[Start of Supplied passage]
SOIL MORPHOLOGY AS AN INDICATOR OF SEASONAL HIGH WATER TABLES

Peter C. Fletcher
U.S. Department of Agiculture Soil Conservation Service
Middleboro, MA 02346
and
Peter L.M. Veneman
Department of Plant and Soil Sciences
University of Massachusetts
Amherst, MA 01003

Link to Glossary of Soil Terms

Introduction:

The study of soils has a long tradition in the field of agriculture, but only during the last 2 decades has it become familiar to people concerned with site-suitability assessment for onsite sewage disposal. For instance a number of states, including Maine and New Hampshire, have adopted onsite sewage regulations partly or entirely based on soils information.
[End of Supplied passage]
Exercise task
Reproduce the text on soil morphology and seasonal high water tables, starting with "Link to Glossary" and going on through "on soils information.". The data that comes next was drawn from a different source.
[Start of Recorded information]
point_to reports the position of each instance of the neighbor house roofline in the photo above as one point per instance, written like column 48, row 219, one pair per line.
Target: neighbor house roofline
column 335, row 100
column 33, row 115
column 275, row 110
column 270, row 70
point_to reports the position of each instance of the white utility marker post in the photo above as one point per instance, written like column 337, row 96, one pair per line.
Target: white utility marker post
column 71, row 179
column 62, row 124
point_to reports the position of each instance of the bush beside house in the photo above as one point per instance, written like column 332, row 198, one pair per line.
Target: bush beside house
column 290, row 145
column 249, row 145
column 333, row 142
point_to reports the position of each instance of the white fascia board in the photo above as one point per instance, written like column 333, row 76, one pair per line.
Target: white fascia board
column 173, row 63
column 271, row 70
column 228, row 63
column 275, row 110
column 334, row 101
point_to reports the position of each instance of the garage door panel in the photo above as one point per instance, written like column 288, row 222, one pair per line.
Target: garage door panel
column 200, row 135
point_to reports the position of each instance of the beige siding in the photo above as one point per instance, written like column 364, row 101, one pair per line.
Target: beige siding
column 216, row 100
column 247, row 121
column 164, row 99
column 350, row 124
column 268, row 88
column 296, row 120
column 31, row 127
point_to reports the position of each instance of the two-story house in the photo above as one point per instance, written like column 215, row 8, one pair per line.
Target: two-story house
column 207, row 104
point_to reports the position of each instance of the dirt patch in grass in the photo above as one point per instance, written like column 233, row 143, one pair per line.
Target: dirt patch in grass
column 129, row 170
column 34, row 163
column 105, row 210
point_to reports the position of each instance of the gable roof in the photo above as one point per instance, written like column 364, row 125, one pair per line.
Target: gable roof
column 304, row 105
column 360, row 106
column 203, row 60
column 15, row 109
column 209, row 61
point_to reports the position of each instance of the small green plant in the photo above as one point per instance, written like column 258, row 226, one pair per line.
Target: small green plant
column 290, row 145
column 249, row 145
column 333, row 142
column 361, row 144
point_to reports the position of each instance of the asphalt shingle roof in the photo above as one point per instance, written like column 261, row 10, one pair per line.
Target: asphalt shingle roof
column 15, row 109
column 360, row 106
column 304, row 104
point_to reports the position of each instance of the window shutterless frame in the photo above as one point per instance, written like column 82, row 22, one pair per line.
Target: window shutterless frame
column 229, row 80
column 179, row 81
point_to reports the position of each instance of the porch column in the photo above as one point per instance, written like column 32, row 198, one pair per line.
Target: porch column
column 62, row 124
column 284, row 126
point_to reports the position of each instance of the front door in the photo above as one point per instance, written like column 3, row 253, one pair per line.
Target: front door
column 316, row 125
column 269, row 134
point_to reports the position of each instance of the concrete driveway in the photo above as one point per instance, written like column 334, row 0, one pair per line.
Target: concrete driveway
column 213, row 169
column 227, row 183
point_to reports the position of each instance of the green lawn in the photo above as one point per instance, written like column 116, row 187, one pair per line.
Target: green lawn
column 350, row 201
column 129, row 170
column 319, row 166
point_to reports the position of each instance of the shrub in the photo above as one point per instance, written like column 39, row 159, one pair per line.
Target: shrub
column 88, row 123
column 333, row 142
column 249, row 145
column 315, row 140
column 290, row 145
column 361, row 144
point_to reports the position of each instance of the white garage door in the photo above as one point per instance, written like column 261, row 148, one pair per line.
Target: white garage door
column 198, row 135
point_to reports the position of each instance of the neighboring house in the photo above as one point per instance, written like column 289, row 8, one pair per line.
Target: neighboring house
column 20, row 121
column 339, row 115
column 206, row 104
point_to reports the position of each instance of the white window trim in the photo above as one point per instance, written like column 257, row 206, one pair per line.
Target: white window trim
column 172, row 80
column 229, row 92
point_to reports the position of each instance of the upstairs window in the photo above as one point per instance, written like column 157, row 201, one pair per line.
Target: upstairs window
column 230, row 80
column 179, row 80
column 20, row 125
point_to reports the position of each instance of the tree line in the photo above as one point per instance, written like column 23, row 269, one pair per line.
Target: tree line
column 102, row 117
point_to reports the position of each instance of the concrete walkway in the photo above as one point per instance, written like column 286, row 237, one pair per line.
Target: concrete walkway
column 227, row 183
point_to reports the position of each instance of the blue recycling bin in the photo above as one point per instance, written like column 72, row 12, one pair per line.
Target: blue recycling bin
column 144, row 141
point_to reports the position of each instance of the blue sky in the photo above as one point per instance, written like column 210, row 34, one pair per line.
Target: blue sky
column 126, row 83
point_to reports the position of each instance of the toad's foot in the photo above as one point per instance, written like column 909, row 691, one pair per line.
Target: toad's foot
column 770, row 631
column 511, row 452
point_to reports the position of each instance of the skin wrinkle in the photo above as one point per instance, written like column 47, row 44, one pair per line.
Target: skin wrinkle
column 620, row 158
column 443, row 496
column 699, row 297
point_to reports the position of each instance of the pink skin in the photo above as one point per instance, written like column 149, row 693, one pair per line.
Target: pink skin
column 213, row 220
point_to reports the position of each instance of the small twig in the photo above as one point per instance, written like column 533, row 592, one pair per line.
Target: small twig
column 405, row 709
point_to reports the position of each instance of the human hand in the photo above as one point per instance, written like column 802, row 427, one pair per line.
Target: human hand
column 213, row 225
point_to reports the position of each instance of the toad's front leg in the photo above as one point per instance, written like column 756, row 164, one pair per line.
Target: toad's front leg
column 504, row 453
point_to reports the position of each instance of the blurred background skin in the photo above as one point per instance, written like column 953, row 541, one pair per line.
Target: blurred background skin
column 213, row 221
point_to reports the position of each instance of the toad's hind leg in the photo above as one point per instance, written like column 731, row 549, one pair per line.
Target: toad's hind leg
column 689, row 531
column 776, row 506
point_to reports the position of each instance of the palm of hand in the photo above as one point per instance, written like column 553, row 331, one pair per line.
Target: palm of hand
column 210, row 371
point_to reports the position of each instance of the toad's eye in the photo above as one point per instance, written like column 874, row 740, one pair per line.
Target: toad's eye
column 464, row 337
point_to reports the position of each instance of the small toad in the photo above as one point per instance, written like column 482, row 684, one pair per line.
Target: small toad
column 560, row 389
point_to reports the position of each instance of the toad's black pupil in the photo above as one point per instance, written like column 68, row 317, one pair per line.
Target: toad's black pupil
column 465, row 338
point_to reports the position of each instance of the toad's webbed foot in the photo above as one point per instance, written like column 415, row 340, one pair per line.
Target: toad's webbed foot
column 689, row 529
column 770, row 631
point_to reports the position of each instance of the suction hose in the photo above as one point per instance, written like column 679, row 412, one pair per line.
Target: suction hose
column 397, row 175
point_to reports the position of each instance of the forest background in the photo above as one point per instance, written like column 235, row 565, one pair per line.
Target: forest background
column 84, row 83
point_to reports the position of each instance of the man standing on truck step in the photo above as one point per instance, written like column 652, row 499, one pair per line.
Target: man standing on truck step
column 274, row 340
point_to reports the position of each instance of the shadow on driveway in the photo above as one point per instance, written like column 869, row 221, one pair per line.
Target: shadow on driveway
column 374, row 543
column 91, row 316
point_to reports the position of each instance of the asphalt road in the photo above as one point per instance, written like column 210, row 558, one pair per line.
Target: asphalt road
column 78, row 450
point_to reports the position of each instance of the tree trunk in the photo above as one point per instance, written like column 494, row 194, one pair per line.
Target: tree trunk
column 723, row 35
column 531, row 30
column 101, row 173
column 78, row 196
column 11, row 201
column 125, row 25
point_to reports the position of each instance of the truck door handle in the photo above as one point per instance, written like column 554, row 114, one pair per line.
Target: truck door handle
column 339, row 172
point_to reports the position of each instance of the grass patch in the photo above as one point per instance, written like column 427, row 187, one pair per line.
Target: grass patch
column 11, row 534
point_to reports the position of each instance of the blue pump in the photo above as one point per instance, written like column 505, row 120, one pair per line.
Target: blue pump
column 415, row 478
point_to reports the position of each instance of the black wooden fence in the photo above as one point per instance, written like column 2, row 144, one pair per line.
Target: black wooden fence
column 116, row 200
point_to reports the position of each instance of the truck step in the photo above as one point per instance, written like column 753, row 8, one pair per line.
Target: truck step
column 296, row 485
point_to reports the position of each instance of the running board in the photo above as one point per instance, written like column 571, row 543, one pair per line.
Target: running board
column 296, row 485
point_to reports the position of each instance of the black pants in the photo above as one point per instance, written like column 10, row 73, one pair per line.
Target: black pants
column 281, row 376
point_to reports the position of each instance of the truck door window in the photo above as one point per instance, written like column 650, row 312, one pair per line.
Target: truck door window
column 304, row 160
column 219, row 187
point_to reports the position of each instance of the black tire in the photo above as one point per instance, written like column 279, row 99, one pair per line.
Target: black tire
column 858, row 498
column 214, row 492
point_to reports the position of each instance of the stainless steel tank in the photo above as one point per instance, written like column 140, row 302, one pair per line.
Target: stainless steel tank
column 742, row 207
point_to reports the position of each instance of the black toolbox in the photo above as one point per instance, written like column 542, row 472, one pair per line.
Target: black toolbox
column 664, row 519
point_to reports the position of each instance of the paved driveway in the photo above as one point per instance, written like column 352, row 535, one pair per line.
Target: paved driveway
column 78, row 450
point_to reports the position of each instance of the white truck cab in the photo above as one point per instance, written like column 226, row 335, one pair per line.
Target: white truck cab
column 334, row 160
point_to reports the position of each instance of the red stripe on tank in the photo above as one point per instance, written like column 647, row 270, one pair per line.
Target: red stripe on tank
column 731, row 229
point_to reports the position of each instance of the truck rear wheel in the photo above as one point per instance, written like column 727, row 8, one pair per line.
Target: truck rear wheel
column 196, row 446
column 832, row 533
[End of Recorded information]
Written response
Link to Glossary of Soil Terms

Introduction:

The study of soils has a long tradition in the field of agriculture, but only during the last 2 decades has it become familiar to people concerned with site-suitability assessment for onsite sewage disposal. For instance a number of states, including Maine and New Hampshire, have adopted onsite sewage regulations partly or entirely based on soils information.